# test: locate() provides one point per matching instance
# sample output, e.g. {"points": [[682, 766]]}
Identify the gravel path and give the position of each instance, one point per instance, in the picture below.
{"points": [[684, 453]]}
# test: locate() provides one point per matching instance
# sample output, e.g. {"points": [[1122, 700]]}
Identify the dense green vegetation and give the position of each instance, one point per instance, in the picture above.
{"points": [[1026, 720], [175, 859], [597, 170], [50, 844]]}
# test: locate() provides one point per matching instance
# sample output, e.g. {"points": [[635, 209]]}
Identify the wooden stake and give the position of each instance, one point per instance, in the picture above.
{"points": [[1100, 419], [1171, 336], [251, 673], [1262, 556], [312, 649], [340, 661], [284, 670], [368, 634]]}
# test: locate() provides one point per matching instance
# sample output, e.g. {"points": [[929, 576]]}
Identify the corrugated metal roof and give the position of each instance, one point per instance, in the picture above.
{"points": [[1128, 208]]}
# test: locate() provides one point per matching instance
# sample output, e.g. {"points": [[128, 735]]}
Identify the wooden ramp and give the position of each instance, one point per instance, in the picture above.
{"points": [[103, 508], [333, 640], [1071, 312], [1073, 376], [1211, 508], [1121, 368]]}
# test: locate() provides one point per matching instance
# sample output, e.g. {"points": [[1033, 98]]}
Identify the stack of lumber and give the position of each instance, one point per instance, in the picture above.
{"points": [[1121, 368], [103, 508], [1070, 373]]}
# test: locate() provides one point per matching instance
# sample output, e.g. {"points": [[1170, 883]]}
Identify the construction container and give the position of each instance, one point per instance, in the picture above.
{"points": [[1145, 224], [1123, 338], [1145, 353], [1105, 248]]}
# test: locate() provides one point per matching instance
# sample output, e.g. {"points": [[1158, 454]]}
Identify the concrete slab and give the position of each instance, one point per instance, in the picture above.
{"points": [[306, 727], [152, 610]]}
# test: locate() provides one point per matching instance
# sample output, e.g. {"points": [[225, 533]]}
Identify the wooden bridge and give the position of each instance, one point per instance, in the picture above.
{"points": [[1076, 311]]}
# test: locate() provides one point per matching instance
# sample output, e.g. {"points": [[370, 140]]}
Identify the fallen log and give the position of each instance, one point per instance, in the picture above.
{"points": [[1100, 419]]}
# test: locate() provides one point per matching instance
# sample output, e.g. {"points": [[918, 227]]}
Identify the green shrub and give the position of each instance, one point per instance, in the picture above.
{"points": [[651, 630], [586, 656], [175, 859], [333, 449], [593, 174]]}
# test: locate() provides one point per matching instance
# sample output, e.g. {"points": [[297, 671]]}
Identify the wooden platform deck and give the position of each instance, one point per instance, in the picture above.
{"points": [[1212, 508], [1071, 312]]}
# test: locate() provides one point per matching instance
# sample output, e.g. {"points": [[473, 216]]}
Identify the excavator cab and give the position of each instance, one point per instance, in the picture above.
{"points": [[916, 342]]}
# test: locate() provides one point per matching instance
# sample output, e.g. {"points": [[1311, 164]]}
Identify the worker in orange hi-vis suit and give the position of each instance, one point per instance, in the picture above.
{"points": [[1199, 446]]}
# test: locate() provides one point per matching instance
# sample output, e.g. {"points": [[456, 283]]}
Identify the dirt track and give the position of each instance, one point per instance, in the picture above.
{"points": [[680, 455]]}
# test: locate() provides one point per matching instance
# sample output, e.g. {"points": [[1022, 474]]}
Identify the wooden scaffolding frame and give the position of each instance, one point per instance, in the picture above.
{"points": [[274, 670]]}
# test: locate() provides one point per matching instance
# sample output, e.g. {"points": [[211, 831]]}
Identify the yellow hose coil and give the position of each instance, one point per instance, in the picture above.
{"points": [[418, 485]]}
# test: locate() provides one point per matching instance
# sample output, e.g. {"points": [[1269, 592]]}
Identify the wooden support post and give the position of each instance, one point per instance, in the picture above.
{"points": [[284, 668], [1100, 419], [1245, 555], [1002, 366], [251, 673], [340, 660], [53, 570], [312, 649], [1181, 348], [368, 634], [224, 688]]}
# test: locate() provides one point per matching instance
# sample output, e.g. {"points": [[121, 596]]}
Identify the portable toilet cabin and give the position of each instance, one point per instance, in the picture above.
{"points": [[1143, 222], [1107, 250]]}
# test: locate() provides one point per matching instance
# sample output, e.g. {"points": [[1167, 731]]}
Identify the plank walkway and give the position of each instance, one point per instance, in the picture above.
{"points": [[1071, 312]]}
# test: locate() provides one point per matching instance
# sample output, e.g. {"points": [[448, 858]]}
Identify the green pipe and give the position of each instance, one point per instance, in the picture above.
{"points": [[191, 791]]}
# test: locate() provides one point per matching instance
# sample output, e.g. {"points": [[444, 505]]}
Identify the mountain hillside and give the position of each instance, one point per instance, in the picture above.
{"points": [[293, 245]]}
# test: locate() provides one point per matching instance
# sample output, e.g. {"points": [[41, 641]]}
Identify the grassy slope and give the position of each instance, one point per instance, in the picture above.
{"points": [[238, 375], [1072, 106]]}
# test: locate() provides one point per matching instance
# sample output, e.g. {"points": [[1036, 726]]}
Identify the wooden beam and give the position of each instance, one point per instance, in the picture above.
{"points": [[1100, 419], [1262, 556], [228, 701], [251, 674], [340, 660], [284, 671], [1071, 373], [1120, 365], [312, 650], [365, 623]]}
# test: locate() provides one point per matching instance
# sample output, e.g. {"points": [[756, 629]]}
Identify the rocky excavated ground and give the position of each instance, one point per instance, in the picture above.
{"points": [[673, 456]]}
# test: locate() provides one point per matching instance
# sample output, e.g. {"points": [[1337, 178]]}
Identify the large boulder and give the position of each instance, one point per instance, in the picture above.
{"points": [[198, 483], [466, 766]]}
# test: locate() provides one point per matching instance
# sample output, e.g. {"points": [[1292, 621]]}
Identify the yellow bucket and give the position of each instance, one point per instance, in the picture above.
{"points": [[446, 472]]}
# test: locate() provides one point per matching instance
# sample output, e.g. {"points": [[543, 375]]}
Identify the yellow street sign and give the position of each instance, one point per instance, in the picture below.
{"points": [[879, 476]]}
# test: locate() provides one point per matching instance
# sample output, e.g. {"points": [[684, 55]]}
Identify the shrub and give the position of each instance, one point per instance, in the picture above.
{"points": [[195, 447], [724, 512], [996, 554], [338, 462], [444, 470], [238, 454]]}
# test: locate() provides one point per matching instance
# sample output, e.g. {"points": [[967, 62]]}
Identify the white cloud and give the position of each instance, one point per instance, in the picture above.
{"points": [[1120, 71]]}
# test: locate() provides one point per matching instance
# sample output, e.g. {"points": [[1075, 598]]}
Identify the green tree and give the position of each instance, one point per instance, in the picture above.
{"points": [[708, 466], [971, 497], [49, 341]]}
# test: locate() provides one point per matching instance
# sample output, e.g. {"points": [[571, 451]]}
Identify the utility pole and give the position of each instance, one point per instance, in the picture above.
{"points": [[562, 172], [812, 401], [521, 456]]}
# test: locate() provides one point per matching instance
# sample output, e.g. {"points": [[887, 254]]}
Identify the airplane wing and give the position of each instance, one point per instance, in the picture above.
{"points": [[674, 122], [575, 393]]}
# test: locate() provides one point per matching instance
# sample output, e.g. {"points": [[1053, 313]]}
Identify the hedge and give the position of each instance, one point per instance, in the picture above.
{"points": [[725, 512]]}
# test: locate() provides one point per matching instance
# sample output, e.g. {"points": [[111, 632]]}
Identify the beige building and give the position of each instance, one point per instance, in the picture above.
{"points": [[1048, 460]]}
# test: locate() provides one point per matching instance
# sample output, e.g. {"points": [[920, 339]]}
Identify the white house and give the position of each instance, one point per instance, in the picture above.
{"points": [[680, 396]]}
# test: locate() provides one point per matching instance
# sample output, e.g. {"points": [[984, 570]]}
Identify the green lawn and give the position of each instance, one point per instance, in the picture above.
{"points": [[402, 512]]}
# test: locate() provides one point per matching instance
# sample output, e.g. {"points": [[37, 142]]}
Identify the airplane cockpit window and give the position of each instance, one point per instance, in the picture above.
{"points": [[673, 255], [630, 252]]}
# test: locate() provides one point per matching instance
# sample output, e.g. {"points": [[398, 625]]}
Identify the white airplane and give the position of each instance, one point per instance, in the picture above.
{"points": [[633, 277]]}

TASK REQUIREMENTS » An exact retyping of the lines from the one with "Identify the airplane cockpit" to the end of the material above, with both ends included and nothing added, is the required answer.

SOLUTION FOR THIS TASK »
Identify the airplane cockpit window and give the position of each instance, one point per instance, in the picture above.
{"points": [[673, 255], [630, 252]]}
# test: locate() provides one point per matching instance
# sample output, e.g. {"points": [[398, 625]]}
Identify the white airplane and give the position of each instance, one point per instance, in the picture above.
{"points": [[633, 277]]}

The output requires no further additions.